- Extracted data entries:
------------------------------------------------------------------------

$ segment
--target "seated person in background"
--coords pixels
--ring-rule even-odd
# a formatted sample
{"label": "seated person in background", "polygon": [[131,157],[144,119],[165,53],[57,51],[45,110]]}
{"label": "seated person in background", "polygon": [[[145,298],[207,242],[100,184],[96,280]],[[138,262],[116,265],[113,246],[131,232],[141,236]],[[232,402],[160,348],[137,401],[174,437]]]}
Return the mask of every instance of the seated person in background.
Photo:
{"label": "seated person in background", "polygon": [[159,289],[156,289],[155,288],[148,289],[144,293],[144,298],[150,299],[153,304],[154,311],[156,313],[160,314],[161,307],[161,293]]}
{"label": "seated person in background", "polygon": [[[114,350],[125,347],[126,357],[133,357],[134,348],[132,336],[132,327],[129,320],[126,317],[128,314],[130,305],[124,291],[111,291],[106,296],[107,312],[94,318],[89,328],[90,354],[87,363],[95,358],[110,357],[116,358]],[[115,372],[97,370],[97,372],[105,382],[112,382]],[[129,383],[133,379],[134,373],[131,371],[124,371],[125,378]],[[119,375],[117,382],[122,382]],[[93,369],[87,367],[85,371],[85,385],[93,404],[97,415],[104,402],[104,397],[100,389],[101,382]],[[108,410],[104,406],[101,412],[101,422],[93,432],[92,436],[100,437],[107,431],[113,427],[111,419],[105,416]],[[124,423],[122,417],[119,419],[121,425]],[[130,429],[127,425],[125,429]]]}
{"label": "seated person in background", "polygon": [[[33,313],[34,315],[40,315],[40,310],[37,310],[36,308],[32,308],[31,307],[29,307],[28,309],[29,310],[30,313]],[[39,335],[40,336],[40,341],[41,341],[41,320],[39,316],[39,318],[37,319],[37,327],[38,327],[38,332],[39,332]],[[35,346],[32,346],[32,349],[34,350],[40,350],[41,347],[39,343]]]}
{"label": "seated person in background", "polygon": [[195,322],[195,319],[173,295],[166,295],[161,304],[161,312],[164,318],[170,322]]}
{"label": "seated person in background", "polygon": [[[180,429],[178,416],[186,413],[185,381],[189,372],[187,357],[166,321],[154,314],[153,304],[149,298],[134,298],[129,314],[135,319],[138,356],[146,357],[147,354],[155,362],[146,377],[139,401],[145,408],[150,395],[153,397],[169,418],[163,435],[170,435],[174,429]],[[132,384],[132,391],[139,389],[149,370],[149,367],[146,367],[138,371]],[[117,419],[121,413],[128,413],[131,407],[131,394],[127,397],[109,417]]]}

------------------------------------------------------------------------

- What to do:
Copy down the whole of the data above, matching it exactly.

- Response to this exercise:
$ segment
--target "seated person in background"
--coords pixels
--ring-rule even-odd
# a formatted sample
{"label": "seated person in background", "polygon": [[131,157],[144,119],[165,53],[57,51],[45,110]]}
{"label": "seated person in background", "polygon": [[[145,298],[207,242],[100,184],[96,280]],[[138,262],[116,265],[113,246],[131,232],[141,236]],[[232,402],[160,348],[137,401],[174,437]]]}
Return the mask of every instance of the seated person in background.
Photo:
{"label": "seated person in background", "polygon": [[159,289],[156,289],[155,288],[148,289],[144,293],[144,298],[150,299],[153,304],[154,311],[156,313],[160,314],[161,307],[161,293]]}
{"label": "seated person in background", "polygon": [[[114,350],[125,347],[126,357],[133,357],[134,348],[132,336],[132,327],[129,320],[126,317],[128,314],[130,305],[124,291],[111,291],[106,296],[107,312],[94,318],[89,328],[90,354],[87,363],[95,358],[110,357],[116,358]],[[115,372],[97,370],[97,372],[105,382],[112,382]],[[129,383],[133,379],[134,373],[131,371],[124,371],[125,378]],[[119,375],[117,382],[122,382]],[[93,369],[87,367],[85,371],[85,385],[93,404],[97,415],[104,402],[104,397],[100,389],[101,382]],[[108,410],[104,406],[101,412],[101,422],[93,432],[92,436],[100,437],[107,431],[113,427],[111,419],[105,416]],[[124,423],[122,417],[119,419],[121,425]],[[130,429],[127,425],[125,429]]]}
{"label": "seated person in background", "polygon": [[[33,313],[34,315],[40,315],[40,310],[37,310],[36,308],[32,308],[31,307],[29,307],[28,309],[29,310],[30,313]],[[39,335],[40,336],[40,341],[41,341],[41,320],[39,316],[39,318],[37,319],[37,327],[38,327],[38,332],[39,332]],[[35,346],[32,346],[32,349],[34,350],[40,350],[41,347],[39,343]]]}
{"label": "seated person in background", "polygon": [[195,322],[195,319],[173,295],[166,295],[161,304],[161,312],[164,318],[170,322]]}
{"label": "seated person in background", "polygon": [[[180,429],[178,416],[186,413],[185,381],[189,372],[187,357],[166,321],[154,314],[153,304],[149,298],[134,298],[129,314],[135,319],[138,356],[146,357],[147,354],[155,362],[146,377],[139,401],[145,408],[150,395],[153,397],[169,418],[163,435],[170,435],[174,429]],[[132,384],[132,391],[139,389],[149,370],[149,367],[146,367],[138,371]],[[117,419],[121,413],[128,413],[131,407],[131,394],[127,397],[109,417]]]}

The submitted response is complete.